== INDICACIÓN A ==
Indique si cada una de las afirmaciones siguientes concuerda con el fragmento sobre la autopublicación: (i) el libro electrónico ha confirmado que el libro es más contenido que continente; (ii) la Casa del Libro ofrece la plataforma Bubok; (iii) Createspace pertenece a Amazon. Responda sí o no en cada caso y cite textualmente las palabras del fragmento que lo deciden.
== INDICACIÓN B ==
Reproduzca literalmente el pasaje del fragmento sobre la autopublicación que va desde "En España, la" hasta "red para promocionarse.", ambos inclusive.

== FRAGMENTO PARA LEER ==
______________________________

Me remito entonces al mito de Prometeo, quien roba el fuego a los dioses para compartirlo con la humanidad que desde entonces alumbra con él su proceso de civilización. Prometeo pagó caro su arrojo como lo hicieron algunos de los colegas de Plantin.
No obstante, ese fuego primigenio estaba reservado solo para las élites intelectuales. Y la historia del libro no es más que la historia de la democratización de ese proceso de transmisión de ideas y explosión de la creatividad humana.
Desde hace tiempo, como los editores bien sabemos, son muchos más los libros que se escriben que aquellos que se publican y no digamos aquellos que se quedan en proyecto o boceto. ¿Habrá algún Quijote entre ellos? Cuesta creerlo, pero al fin y al cabo, imperfecto, el mercado de libro no alcanza a pesar de todo a dar espacio a todas las voces, al infinito caudal creativo de una humanidad cada vez más informada.
En los últimos años acudimos a un nuevo momento crucial del proceso. Prometeo parece haberse librado del águila que le come las vísceras cada día para hacer nuevamente de las suyas.
Es obvio que me refiero a internet y el mundo virtual, pero no quiero referirme al libro electrónico como tal. Para mí, el libro electrónico, objeto de toda clase de casándricas visiones sobre el fin de una era, no ha representado sino la confirmación del libro como algo mucho más trascendente que su formato, mucho más contenido que continente.
Quiero referirme de forma particular al creciente éxito de las plataformas de autoedición o autopublicación. Fenómeno que, como viene siendo costumbre, surge en el mundo anglosajón donde tiene su mayor repercusión, pero que va ganando cada vez más fuerza en el territorio de la Mancha.
Hemos oído hablar o quizá alguno de los presentes sea ya autor de Amazon KDP. Si bien es el más conocido, de ninguna manera es el único, pues día a día surgen nuevas iniciativas: Createspace, también de Amazon; Smashwords; Lulu, ganando mucha fuerza; Kobo Writing Life, de la empresa canadiense; Byeink, y un largo etcétera.
En España, la Casa del Libro ofrece Autopublicación Tagus y gana popularidad la plataforma Bubok.
El proceso para autopublicarse es muy simple, así lo ofrecen las aplicaciones señaladas y eventualmente es verdad. Ni consejos editoriales, ni revisiones de estilo u ortográficas, ni correcciones de pruebas, ni ISBN, ni espacios limitados en las librerías, solo la babélica «democracia» de la red para promocionarse.

______________________________

== LISTADO EXTRAÍDO ==
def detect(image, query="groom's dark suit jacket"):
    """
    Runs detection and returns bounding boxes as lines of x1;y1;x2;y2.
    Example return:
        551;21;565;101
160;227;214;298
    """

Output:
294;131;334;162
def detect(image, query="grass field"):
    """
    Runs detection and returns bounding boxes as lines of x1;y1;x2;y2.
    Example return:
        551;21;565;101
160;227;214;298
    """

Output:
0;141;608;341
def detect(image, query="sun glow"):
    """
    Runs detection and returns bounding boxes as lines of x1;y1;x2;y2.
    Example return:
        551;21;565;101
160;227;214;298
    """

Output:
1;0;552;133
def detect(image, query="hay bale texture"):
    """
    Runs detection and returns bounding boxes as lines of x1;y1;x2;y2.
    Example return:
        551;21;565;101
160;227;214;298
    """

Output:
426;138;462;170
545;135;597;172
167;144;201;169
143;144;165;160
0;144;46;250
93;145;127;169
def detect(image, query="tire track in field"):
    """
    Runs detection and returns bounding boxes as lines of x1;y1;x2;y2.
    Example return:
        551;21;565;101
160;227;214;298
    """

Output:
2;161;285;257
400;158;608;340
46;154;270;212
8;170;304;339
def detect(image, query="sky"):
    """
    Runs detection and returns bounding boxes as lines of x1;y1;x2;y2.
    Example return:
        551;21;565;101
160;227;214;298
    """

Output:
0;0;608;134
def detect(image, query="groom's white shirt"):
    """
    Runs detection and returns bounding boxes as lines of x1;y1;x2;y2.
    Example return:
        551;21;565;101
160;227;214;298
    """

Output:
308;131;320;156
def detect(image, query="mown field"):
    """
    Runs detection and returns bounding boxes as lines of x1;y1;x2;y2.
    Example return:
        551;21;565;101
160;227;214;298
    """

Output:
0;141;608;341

______________________________

== RESPUESTA ESCRITA A ==
(i) Sí: «mucho más contenido que continente».
(ii) No: «la Casa del Libro ofrece Autopublicación Tagus y gana popularidad la plataforma Bubok».
(iii) Sí: «Createspace, también de Amazon».

== RESPUESTA ESCRITA B ==
En España, la Casa del Libro ofrece Autopublicación Tagus y gana popularidad la plataforma Bubok.
El proceso para autopublicarse es muy simple, así lo ofrecen las aplicaciones señaladas y eventualmente es verdad. Ni consejos editoriales, ni revisiones de estilo u ortográficas, ni correcciones de pruebas, ni ISBN, ni espacios limitados en las librerías, solo la babélica «democracia» de la red para promocionarse.